-- SHORT TASK --
Make an exact copy of the lines, leaving the pictures out.

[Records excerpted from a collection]
*-*-*
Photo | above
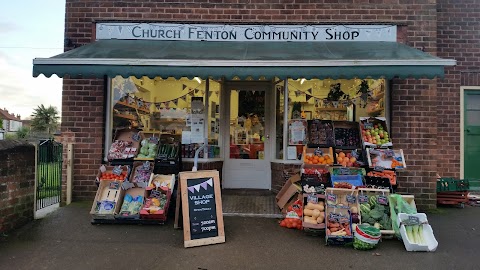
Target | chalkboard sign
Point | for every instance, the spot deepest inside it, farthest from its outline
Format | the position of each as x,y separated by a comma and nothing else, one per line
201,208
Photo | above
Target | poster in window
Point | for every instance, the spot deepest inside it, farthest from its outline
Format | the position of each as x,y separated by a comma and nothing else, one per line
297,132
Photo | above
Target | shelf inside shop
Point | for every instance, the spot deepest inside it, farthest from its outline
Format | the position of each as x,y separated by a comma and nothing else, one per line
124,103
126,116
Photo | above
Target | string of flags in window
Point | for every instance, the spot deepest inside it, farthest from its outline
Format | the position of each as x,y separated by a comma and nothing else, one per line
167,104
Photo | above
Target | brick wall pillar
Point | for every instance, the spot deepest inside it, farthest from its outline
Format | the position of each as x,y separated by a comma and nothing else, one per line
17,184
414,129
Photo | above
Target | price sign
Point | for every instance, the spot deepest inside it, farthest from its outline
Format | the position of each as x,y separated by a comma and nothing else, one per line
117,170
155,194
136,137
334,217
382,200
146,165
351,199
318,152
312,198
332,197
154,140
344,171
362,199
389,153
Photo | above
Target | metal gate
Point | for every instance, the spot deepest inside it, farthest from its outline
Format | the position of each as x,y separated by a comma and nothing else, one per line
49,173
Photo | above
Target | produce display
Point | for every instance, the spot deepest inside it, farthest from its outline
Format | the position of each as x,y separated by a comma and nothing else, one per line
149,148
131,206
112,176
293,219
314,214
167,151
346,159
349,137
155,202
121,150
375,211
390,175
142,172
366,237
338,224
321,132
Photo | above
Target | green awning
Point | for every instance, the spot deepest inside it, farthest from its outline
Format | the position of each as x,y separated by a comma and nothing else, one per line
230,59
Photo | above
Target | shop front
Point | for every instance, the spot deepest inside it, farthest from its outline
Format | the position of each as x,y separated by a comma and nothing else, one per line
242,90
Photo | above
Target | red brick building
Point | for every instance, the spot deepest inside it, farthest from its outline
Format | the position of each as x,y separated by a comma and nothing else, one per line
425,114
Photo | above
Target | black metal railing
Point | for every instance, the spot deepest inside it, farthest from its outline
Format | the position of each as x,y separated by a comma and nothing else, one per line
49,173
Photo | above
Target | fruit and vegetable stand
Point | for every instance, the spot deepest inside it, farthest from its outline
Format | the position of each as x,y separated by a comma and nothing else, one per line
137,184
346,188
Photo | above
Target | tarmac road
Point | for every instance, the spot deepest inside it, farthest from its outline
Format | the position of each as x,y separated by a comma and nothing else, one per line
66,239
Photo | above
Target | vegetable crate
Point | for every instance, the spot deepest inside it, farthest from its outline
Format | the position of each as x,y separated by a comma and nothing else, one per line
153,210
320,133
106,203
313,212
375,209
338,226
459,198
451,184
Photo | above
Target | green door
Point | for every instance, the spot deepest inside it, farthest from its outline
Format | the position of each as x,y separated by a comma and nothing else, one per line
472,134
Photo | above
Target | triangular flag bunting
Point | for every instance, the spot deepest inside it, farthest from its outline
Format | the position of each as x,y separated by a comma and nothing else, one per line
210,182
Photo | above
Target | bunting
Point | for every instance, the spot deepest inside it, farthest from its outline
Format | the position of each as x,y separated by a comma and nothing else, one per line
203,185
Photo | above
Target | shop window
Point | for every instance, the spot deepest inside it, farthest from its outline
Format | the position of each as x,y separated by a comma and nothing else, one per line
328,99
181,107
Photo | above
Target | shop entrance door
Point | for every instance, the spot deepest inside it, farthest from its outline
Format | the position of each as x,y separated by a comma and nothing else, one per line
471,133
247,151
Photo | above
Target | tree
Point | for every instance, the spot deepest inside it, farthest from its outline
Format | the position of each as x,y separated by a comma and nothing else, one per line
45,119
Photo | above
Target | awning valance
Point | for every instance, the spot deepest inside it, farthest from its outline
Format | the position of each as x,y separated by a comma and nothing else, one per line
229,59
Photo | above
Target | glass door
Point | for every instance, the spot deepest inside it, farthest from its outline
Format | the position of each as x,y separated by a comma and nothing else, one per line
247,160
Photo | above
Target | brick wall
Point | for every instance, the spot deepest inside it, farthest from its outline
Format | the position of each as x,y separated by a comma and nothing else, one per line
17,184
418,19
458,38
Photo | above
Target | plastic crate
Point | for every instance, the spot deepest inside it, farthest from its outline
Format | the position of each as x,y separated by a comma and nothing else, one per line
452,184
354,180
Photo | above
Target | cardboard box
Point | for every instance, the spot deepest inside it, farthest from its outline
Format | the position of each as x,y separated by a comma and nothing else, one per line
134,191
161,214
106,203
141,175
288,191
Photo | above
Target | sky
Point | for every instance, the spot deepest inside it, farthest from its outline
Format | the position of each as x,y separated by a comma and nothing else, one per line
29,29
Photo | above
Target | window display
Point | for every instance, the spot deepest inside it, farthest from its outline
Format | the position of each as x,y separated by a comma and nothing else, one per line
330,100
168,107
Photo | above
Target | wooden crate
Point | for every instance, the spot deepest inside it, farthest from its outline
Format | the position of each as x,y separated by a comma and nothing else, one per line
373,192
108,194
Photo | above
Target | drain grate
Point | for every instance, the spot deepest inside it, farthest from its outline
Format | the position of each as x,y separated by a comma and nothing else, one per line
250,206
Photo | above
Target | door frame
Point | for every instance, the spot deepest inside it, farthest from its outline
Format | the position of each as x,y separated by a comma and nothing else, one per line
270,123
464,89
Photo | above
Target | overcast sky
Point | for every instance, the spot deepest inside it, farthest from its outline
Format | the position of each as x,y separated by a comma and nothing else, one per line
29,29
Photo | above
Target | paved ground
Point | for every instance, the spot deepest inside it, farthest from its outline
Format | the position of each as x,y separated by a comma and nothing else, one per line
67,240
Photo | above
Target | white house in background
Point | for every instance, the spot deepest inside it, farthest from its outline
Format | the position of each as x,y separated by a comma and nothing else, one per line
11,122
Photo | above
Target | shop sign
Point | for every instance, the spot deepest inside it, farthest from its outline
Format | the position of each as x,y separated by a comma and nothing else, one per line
*-*-*
-- FINISHED TASK --
Photo | above
Target | chalkboard sign
Point | for every instance, the spot deepest inside it, farthest from its outline
Format | the position of each as x,y separated by a comma and nothing else, one per line
201,208
Photo | above
Target | poster in window
Point | for every instance, the spot deepest inside it, farthest from its outline
Format | the position of each as x,y separated by a comma and nothing else, one per line
297,132
Photo | above
Target | shelf inside shop
Point | for every instance, the spot deepest inside it, farthest from its outline
Format | the position of each as x,y separated by a comma and nothing else, one per line
124,103
126,116
Photo | above
Target | string of flags in window
Point | for every instance, the spot deepest inside it, farthest from its outline
Format | the position of each as x,y separated by a comma and nothing else, one per line
167,104
Photo | above
Target | brick wall pillar
Point | for every instance, the spot deepest inside it, farthest from its outline
Format | the position of each as x,y separated by a comma and nothing else, one per line
17,184
414,129
Photo | above
Target | price sign
Point | for every instance, the spot deepest inside it, farthest from its outline
Format | the position of each as x,y separated by a comma and nothing else, one per line
117,170
155,194
136,137
334,217
382,200
146,165
351,199
318,152
312,198
332,197
154,140
344,171
362,199
389,153
Photo | above
Target | metal gate
Point | for every instance, the spot deepest inside it, farthest from its outline
Format | the position of each as x,y separated by a comma and nothing else, one per line
49,173
Photo | above
Target | produce display
Point | for every instance, the spot deepest inside it, farthest from its outline
Format | the position of each as x,y separated by a comma and nothing else, one per line
149,148
131,206
112,176
293,219
314,214
167,151
346,159
349,137
155,202
121,150
375,211
390,175
142,172
366,237
338,224
321,132
Photo | above
Target | green awning
Point | for every instance, the spot deepest inside it, farthest from its outline
Format | the position of each as x,y separated by a comma and nothing else, one per line
230,59
Photo | above
Target | shop front
Point | for every instance, the spot deepest inside it, farthest from its outline
Format | the position of each as x,y separated by a comma and nothing else, one per line
242,90
Photo | above
Target | red brick building
Point | for every instance, the spot deepest inside it, farthest from its outline
Format | the position of each as x,y separated by a comma and nothing else, one per line
425,114
Photo | above
Target | black metal railing
Point | for every instance, the spot deepest inside it, farthest from its outline
Format | the position of each as x,y separated by a comma and nothing else, one per line
49,173
Photo | above
Target | fruit and vegetable stand
Point | for every instance, the spot deepest inside it, farthest from its outline
Format | the position of each as x,y separated by a comma and nothing else, one per line
137,184
346,188
Photo | above
Target | tarmac road
Point | for every instance, the spot deepest inside it, farthest from its outline
Format | the position of each as x,y separated by a comma and nothing else, one per line
66,239
Photo | above
Target | vegetable crate
Point | for every instance, the spot deepest inside it, farthest from its outline
Format | the position of each as x,y separated by a comma and nothing else, one per line
153,210
320,133
106,203
313,212
375,209
338,226
459,198
451,184
Photo | above
Target | green door
Point | for every instance, the spot deepest inside it, farthest from its outline
Format | the position of each as x,y separated by a comma and nothing else, one per line
472,134
Photo | above
Target | triangular flag bunting
Point | for every instance, the spot deepest inside it, farthest from its outline
Format | the position of each as x,y separated by a comma and nothing else, one per line
210,182
Photo | above
Target | bunting
Point | for every instance, the spot deepest inside it, farthest from its outline
Format | the position of each as x,y separated by a comma and nothing else, one per line
203,185
Photo | above
Target | shop window
Point | for every instance, the spot deepest inside it, farthest from its outline
Format | the position of each as x,y separated by a comma and nothing else, one per line
328,99
181,107
Photo | above
Target | shop entrance door
Point | for every instance, the spot deepest inside it, farthest from its outline
Format | the position of each as x,y separated by a comma and nothing else, one per line
471,133
247,151
Photo | above
Target | tree
Point | for every instance, the spot deepest inside it, farthest from its outline
Format | the position of each as x,y separated by a comma and nothing else, one per line
45,119
Photo | above
Target | awning valance
Point | for every instance, the spot deepest inside it, farthest from its outline
Format | the position of each as x,y separated by a comma and nothing else, one per line
229,59
Photo | above
Target | glass door
Point | for every instance, the spot deepest inside it, farthest from its outline
Format | the position of each as x,y separated by a comma and nothing else, one per line
247,160
Photo | above
Target | brick wall
Point | for every instance, the spot deepest inside it, farthest from its outline
Format | the position of each as x,y separated by a comma and nothing else, one per line
17,184
418,19
458,38
Photo | above
Target | plastic crate
Point | for every instance, the spot deepest inside it, farthest from its outline
Format | the position of each as x,y separated by a comma and nothing else, one per line
452,184
354,180
Photo | above
Target | cardboard box
Point | for every instance, the spot deepest inside it, farthest from its outline
Format | the position of each as x,y separated by a comma and nothing else, one per line
134,191
161,214
106,203
141,175
288,191
Photo | above
Target | sky
Point | for every instance, the spot deepest inside it, farthest from its outline
Format | the position of each as x,y separated by a comma and nothing else, one per line
29,29
Photo | above
Target | window display
Point | for every instance, the spot deepest inside it, farthest from its outline
Format | the position of each as x,y separated by a comma and nothing else, one per line
330,100
168,107
Photo | above
Target | wooden crate
Point | for every instance, the spot deepest inside it, farthest from its outline
Format | the position of each as x,y separated by a comma and nothing else, one per line
373,192
108,194
Photo | above
Target | drain grate
Point | for every instance, the spot deepest inside it, farthest from its outline
Format | the position of each as x,y separated by a comma and nothing else, one per line
250,206
Photo | above
Target | door frame
Point | for every instance, the spot deepest inside it, farthest from its outline
Format | the position of each as x,y separated by a comma and nothing else, one per line
270,123
464,89
Photo | above
Target | overcast sky
Point | for every instance, the spot deepest inside it, farthest from its outline
Format | the position of each as x,y separated by a comma and nothing else, one per line
29,29
Photo | above
Target | paved ground
Point | for every instance, the spot deepest inside it, farthest from its outline
Format | the position of each as x,y separated by a comma and nothing else, one per line
67,240
Photo | above
Target | white house in background
Point | for every instance, the spot deepest inside it, farthest from its outline
Format | the position of each as x,y separated by a comma and nothing else, one per line
11,122
Photo | above
Target | shop sign
Point | for every instance, the spot deepest inside it, farthest from its outline
Format | the position of each as x,y separated by a comma and nothing else, one per line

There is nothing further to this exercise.